┌──

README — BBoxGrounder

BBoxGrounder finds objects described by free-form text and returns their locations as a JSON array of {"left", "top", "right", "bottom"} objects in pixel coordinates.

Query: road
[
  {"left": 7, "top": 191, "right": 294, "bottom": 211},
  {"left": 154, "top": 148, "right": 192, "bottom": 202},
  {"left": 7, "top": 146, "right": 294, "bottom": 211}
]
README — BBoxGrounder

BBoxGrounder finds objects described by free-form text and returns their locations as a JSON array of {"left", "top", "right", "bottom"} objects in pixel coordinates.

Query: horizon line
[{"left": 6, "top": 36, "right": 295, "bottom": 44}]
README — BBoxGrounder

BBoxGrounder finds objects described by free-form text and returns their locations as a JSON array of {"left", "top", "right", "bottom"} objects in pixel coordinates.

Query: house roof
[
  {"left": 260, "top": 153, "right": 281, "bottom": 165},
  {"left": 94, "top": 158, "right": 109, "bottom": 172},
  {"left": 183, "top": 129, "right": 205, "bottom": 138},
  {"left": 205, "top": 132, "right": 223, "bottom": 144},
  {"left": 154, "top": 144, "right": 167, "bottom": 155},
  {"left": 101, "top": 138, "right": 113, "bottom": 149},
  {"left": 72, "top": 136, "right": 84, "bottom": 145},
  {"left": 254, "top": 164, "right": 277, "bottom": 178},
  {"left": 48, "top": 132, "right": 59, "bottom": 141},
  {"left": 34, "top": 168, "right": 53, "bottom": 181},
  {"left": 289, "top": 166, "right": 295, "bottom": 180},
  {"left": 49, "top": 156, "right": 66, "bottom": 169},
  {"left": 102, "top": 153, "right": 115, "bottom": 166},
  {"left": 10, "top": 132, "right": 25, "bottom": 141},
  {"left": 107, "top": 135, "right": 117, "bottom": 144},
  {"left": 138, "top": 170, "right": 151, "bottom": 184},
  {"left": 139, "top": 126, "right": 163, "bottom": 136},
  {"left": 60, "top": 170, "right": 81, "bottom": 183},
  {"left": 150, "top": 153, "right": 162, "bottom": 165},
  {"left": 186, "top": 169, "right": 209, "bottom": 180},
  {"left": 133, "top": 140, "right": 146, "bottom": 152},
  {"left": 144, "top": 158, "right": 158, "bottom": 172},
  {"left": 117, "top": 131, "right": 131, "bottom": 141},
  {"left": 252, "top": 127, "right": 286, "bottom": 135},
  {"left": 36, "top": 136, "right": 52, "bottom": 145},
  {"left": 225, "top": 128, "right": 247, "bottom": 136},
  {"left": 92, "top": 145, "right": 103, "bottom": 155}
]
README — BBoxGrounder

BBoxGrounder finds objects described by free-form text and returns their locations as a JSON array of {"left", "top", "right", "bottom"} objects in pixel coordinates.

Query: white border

└──

How many lines of the material above contain the string "Query"? Reply with the number alone.

* Result for this exercise *
4